• _Passage given_
+-------+
Re: [Hampshire] [OT] Strange Shell Prompt.

2011-07-05 Thread Mike Burrows

On 7/5/11 9:42 AM, Benjie Gillam wrote:
My guess is that his iPad used your IP address beforehand and 
requested 'johnrs-ipad' be it's hostname during the DHCP request a 
while back. When your MacBook did a DHCP request, the server recycled 
the old iPad record without properly cleaning it first.


Benjie.

On 5 July 2011 15:28, Mike Burrows testerm...@knology.net 
mailto:testerm...@knology.net wrote:


Hello folks.
I am connecting to the LAN at work from my macbook. When I open a
terminal i get this message:

Last login: Tue Jul  5 09:19:23 on ttys000
johnrs-ipad:~ testermike$

We do have a John R at work and he does have an ipad. However I
can't understand why its reporting my macbook as his ipad.
+-------+
[Location identification entries]

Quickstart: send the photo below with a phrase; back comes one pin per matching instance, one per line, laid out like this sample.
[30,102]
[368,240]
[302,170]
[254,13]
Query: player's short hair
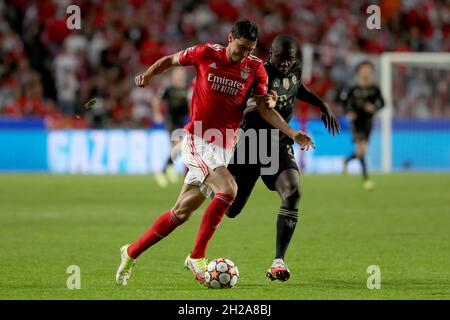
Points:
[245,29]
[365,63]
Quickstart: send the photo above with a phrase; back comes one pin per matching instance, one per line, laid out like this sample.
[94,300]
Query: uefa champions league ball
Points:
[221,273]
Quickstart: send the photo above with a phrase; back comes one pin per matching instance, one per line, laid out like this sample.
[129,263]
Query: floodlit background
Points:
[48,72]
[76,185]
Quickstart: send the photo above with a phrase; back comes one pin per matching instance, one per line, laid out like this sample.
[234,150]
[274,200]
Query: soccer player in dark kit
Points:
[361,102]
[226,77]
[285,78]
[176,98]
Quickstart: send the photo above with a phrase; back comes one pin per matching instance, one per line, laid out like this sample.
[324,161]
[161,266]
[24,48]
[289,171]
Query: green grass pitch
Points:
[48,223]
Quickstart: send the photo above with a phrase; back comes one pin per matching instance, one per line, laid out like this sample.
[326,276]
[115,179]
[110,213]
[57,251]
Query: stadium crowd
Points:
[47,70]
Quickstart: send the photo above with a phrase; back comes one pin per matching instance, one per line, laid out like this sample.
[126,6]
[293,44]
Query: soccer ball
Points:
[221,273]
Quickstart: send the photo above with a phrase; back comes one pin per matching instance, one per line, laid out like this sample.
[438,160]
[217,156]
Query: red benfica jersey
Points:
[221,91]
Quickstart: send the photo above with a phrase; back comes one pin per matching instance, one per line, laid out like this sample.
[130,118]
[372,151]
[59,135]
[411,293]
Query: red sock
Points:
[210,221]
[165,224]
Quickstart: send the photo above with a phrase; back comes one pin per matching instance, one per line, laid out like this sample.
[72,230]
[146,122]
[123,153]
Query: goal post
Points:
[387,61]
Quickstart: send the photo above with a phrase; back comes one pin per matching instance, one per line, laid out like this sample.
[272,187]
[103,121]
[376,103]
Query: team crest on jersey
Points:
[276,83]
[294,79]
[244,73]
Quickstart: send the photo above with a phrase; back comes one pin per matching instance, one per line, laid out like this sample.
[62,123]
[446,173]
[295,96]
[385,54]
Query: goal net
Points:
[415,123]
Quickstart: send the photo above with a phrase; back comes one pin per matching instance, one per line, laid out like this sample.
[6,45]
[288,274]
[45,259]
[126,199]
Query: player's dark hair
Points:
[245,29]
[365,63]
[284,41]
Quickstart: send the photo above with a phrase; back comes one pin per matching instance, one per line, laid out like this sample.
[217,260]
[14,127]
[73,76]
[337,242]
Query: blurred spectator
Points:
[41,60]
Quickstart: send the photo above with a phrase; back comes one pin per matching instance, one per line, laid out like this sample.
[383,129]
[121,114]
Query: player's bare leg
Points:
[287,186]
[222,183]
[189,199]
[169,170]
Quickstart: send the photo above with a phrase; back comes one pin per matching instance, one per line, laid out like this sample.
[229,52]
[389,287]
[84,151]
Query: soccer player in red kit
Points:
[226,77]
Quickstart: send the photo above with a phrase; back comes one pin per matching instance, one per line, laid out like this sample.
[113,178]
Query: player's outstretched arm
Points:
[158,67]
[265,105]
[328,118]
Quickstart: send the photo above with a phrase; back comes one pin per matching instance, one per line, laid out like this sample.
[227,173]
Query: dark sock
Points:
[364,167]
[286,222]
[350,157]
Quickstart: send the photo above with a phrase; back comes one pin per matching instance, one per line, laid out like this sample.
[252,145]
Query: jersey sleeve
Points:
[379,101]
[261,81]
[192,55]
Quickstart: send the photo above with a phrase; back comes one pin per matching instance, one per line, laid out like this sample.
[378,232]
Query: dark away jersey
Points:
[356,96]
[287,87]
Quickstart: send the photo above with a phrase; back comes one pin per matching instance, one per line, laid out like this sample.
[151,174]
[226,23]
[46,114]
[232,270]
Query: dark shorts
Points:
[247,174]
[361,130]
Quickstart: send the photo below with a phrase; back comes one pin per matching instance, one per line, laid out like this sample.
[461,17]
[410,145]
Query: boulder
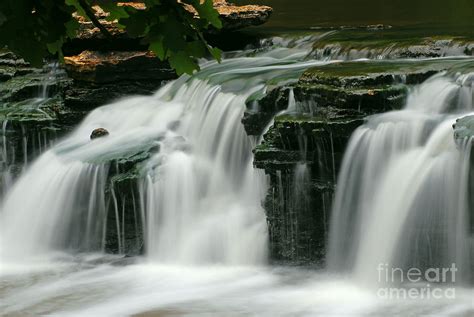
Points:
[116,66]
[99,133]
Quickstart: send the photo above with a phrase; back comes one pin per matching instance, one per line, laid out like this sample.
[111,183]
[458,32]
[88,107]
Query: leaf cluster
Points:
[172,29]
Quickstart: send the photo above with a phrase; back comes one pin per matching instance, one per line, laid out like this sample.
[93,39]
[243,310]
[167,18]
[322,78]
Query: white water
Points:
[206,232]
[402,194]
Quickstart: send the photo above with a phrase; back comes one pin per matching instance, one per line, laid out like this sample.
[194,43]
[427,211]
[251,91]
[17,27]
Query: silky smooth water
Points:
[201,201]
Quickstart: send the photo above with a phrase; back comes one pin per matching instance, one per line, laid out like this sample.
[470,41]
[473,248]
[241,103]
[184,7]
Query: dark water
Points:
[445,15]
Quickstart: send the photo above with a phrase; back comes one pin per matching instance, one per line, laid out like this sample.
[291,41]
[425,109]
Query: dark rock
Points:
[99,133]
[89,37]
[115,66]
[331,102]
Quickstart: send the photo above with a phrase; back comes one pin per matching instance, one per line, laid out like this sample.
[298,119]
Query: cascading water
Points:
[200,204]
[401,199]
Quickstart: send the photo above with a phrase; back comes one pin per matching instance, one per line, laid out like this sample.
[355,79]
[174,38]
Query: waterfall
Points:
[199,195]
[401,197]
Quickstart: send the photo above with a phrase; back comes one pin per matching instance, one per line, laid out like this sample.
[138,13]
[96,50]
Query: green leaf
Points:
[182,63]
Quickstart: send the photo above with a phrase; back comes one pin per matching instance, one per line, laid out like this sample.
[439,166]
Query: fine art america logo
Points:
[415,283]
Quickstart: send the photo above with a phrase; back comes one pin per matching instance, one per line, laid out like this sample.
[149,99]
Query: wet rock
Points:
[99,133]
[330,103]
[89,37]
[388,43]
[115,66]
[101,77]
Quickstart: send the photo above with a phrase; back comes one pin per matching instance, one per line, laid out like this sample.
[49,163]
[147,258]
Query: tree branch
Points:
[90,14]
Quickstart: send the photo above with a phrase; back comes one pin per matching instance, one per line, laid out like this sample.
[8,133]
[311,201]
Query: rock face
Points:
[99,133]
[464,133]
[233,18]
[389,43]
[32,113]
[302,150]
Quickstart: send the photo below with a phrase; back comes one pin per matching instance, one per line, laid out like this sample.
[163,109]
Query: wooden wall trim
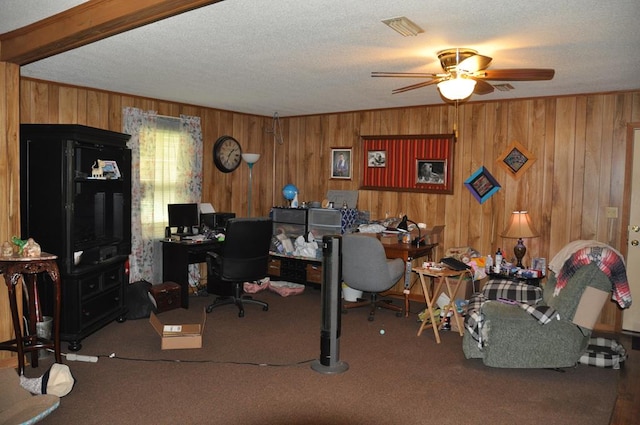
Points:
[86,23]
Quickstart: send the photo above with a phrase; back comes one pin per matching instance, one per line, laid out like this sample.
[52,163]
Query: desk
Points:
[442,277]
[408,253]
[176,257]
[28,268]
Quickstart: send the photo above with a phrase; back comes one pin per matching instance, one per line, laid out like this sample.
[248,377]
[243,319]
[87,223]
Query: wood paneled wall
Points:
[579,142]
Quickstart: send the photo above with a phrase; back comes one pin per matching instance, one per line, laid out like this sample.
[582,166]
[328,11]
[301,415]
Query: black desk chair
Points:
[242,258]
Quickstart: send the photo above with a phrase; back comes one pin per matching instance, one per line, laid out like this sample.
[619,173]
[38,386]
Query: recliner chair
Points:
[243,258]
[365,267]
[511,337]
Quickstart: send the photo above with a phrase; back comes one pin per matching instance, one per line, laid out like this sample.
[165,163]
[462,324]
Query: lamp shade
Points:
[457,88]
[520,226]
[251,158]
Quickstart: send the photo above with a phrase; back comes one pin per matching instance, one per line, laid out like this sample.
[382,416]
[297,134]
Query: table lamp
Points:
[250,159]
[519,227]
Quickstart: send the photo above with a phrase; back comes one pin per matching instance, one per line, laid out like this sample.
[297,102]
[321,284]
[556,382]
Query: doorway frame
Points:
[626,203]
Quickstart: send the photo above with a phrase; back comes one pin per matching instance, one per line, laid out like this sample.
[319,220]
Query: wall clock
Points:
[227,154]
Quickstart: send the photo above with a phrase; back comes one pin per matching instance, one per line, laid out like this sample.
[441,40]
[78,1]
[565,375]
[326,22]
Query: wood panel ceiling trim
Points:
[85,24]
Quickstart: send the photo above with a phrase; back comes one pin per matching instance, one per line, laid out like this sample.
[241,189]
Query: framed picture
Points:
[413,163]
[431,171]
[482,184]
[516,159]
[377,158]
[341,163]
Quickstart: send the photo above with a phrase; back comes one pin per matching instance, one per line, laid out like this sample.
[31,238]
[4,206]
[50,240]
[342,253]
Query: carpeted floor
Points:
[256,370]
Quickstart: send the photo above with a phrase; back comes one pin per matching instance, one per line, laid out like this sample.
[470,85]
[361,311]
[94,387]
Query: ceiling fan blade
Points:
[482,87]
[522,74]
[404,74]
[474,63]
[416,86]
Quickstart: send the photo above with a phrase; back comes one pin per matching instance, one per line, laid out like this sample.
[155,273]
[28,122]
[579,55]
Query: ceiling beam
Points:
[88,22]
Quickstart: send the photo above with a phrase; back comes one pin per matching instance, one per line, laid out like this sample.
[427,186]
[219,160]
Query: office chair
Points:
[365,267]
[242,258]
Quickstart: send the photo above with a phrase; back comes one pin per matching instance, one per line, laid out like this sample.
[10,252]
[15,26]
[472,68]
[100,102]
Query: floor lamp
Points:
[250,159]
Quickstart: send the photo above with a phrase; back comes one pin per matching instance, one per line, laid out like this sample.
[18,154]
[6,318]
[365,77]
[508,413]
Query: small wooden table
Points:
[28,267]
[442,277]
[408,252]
+-------+
• _Challenges_
a: According to the mailing-list post, what does Benjie Gillam think the server did when the MacBook made its DHCP request?
b: Pull out each line of the rows containing the word "jersey".
The mailing-list post and the rows were taken from separate sources.

• _Answers_
a: It recycled the old iPad record without properly cleaning it first.

b:
Query: red benfica jersey
Query: team crest on jersey
Query: jersey sleeve
Query: dark away jersey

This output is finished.